◆ Working data ◆

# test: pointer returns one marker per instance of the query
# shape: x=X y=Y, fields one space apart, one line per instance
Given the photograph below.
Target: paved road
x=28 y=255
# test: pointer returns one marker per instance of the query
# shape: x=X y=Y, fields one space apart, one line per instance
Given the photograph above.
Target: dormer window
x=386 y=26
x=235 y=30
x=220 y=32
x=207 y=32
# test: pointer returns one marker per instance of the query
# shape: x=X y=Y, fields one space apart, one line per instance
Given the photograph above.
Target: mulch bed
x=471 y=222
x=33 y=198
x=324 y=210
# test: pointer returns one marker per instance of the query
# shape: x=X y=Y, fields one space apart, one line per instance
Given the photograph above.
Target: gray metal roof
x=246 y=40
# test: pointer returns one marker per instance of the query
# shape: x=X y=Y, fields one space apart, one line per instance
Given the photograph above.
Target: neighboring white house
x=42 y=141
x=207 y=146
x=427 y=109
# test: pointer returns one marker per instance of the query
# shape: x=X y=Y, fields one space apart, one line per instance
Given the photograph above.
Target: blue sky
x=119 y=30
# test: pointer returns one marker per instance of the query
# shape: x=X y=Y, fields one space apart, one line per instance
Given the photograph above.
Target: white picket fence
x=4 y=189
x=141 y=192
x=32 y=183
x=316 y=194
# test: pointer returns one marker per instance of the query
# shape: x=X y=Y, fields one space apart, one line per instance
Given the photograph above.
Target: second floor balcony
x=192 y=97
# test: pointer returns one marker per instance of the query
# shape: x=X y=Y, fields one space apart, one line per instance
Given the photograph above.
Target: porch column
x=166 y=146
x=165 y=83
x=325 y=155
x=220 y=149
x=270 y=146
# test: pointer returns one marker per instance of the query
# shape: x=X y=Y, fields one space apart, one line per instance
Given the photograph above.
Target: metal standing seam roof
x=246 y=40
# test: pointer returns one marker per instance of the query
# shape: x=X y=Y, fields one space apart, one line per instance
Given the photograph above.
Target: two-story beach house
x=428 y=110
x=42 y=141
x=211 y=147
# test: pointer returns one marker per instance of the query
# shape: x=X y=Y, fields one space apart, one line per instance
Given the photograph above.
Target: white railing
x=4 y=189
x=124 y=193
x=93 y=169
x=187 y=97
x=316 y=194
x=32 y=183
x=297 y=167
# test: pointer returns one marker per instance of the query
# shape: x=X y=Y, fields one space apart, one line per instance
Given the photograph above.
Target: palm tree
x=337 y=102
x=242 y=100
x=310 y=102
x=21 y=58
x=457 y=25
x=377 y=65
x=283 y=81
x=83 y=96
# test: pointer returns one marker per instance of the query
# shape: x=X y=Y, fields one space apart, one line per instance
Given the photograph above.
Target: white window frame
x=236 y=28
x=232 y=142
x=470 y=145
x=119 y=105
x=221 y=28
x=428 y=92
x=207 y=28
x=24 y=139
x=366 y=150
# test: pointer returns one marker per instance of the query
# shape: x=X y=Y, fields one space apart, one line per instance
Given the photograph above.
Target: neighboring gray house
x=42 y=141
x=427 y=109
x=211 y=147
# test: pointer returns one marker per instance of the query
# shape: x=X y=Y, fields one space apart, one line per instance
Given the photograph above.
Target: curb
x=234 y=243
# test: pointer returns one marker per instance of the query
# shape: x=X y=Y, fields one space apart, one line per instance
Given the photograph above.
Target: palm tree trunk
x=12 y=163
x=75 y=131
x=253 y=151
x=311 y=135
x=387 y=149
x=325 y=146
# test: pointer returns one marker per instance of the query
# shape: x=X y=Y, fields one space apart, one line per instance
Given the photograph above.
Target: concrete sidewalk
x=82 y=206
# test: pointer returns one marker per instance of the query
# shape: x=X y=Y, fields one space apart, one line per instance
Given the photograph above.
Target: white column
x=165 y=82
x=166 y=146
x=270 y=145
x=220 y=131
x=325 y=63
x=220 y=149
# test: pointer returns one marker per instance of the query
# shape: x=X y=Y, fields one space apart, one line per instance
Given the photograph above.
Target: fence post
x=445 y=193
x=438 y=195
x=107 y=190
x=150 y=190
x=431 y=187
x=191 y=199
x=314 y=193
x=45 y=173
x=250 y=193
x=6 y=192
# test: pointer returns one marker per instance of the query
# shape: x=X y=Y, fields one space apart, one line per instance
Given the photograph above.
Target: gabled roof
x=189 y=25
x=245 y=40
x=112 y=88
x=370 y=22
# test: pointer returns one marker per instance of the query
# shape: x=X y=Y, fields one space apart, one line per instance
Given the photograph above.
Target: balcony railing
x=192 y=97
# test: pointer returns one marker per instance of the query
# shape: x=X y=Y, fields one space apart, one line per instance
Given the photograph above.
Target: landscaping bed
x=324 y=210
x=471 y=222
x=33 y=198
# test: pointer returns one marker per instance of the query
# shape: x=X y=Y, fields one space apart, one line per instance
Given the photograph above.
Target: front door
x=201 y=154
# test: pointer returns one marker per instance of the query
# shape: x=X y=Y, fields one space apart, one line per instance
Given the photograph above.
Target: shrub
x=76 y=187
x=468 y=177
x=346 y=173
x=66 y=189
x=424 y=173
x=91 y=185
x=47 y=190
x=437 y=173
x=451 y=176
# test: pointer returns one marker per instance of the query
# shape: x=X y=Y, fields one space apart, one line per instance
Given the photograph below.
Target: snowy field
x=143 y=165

◆ Goal of the exercise ◆
Would you print all of the records exactly as they were given?

◆ Result of this exercise ◆
# test: pointer returns one marker per instance of the query
# shape: x=X y=Y, fields one space apart, one line per instance
Given the photograph below.
Target: paved road
x=28 y=255
# test: pointer returns one marker per instance of the query
# shape: x=X y=Y, fields one space apart, one line per instance
Given the photograph above.
Target: dormer window
x=386 y=26
x=235 y=30
x=220 y=32
x=207 y=32
# test: pointer returns one marker per instance of the query
# shape: x=X y=Y, fields one space apart, one line per instance
Given the photograph above.
Target: mulch bed
x=471 y=222
x=33 y=198
x=324 y=210
# test: pointer returns one marker per instance of the query
# shape: x=X y=Y, fields one space apart, one line per instance
Given the photograph above.
Target: gray metal roof
x=246 y=40
# test: pointer returns one marker per instance of the query
# shape: x=X y=Y, fields one space apart, one line per instance
Given the photograph above.
Target: neighboring white house
x=42 y=141
x=207 y=146
x=427 y=109
# test: pointer returns one marker per instance of the query
# shape: x=X y=Y, fields one space apart, one line per instance
Given the photograph above.
Target: blue sky
x=119 y=30
# test: pointer returns one marker per instance of the query
# shape: x=X y=Y, fields one space apart, one line per instance
Given the photograph above.
Target: white picket fence
x=4 y=189
x=141 y=192
x=32 y=183
x=316 y=194
# test: pointer returns one marker per instance of the query
# shape: x=X y=Y, fields one space apart, one line per instance
Given the photograph above.
Target: second floor balcony
x=192 y=97
# test: pointer returns one marker per instance of the query
# shape: x=X y=Y, fields one space apart, one line per instance
Given the photograph above.
Target: porch column
x=166 y=146
x=165 y=83
x=325 y=155
x=220 y=149
x=270 y=146
# test: pointer returns one marker per instance of the query
# shape: x=X y=Y, fields one space apart, one line per instance
Given the photograph above.
Target: metal standing seam roof
x=246 y=40
# test: pointer returns one marker per instance of the query
# shape: x=X y=Y, fields one space apart, one line per instance
Given the photograph above.
Target: two-story beach house
x=428 y=110
x=42 y=141
x=211 y=147
# test: pointer returns one marker per instance of the query
# shape: x=X y=Y, fields one space apart, one line per instance
Given the photograph above.
Target: white railing
x=4 y=189
x=124 y=193
x=93 y=169
x=187 y=97
x=316 y=194
x=32 y=183
x=297 y=167
# test: pointer returns one marker per instance of the query
# shape: x=X y=Y, fields one space apart, one line per instance
Given the photograph above.
Target: palm tree
x=337 y=102
x=242 y=100
x=310 y=102
x=21 y=58
x=457 y=25
x=377 y=65
x=283 y=81
x=83 y=96
# test: pointer returns one marker per instance of the query
# shape: x=X y=Y, fields one space apart, one line per instance
Given the photograph above.
Target: white window frame
x=236 y=28
x=232 y=142
x=470 y=145
x=119 y=105
x=221 y=28
x=428 y=92
x=207 y=28
x=24 y=139
x=366 y=150
# test: pointer returns one marker per instance of the query
# shape: x=X y=Y, fields one space apart, one line per instance
Given the photograph above.
Target: neighboring gray house
x=42 y=141
x=427 y=109
x=211 y=147
# test: pointer returns one marker per instance of the query
# shape: x=X y=Y, fields one space apart, one line per instance
Given the photograph above.
Target: curb
x=234 y=243
# test: pointer returns one marker per instance of the query
# shape: x=X y=Y, fields one space apart, one line per instance
Given the photograph above.
Target: palm tree trunk
x=12 y=163
x=75 y=131
x=253 y=151
x=311 y=135
x=387 y=149
x=325 y=146
# test: pointer returns one marker per instance of the query
# shape: x=X y=Y, fields one space apart, one line per instance
Given the photograph above.
Target: concrete sidewalk
x=82 y=206
# test: pointer returns one marker per instance of the query
# shape: x=X y=Y, fields one space apart, one line per instance
Given the photograph above.
Target: white column
x=165 y=82
x=166 y=146
x=270 y=145
x=220 y=131
x=325 y=63
x=220 y=149
# test: pointer returns one marker per instance of the query
# shape: x=X y=Y, fields one space apart, one line per instance
Given the photograph above.
Target: fence post
x=445 y=193
x=438 y=195
x=107 y=190
x=150 y=190
x=431 y=187
x=191 y=199
x=314 y=193
x=45 y=173
x=250 y=193
x=6 y=192
# test: pointer returns one marker per instance of the query
# shape: x=X y=Y, fields one space apart, one line per instance
Given the photograph above.
Target: gabled roof
x=189 y=25
x=245 y=40
x=112 y=88
x=370 y=22
# test: pointer returns one marker per instance of the query
# shape: x=X y=Y, fields one space apart, one line per instance
Given the photograph above.
Target: balcony railing
x=192 y=97
# test: pointer returns one marker per instance of the query
# shape: x=X y=Y, fields one space apart, one line per instance
Given the photograph above.
Target: landscaping bed
x=324 y=210
x=471 y=222
x=33 y=198
# test: pointer returns one marker per instance of the query
# shape: x=X y=Y, fields one space apart, one line per instance
Given the photograph above.
Target: front door
x=201 y=154
# test: pointer returns one marker per instance of the query
# shape: x=X y=Y, fields one space apart, one line per instance
Given the photograph above.
Target: shrub
x=76 y=187
x=468 y=177
x=346 y=173
x=66 y=189
x=424 y=173
x=91 y=185
x=47 y=190
x=437 y=173
x=451 y=176
# test: pointer returns one marker per instance of the query
# shape: x=X y=Y, fields one space apart, one line per instance
Given the photograph below.
Target: snowy field
x=143 y=165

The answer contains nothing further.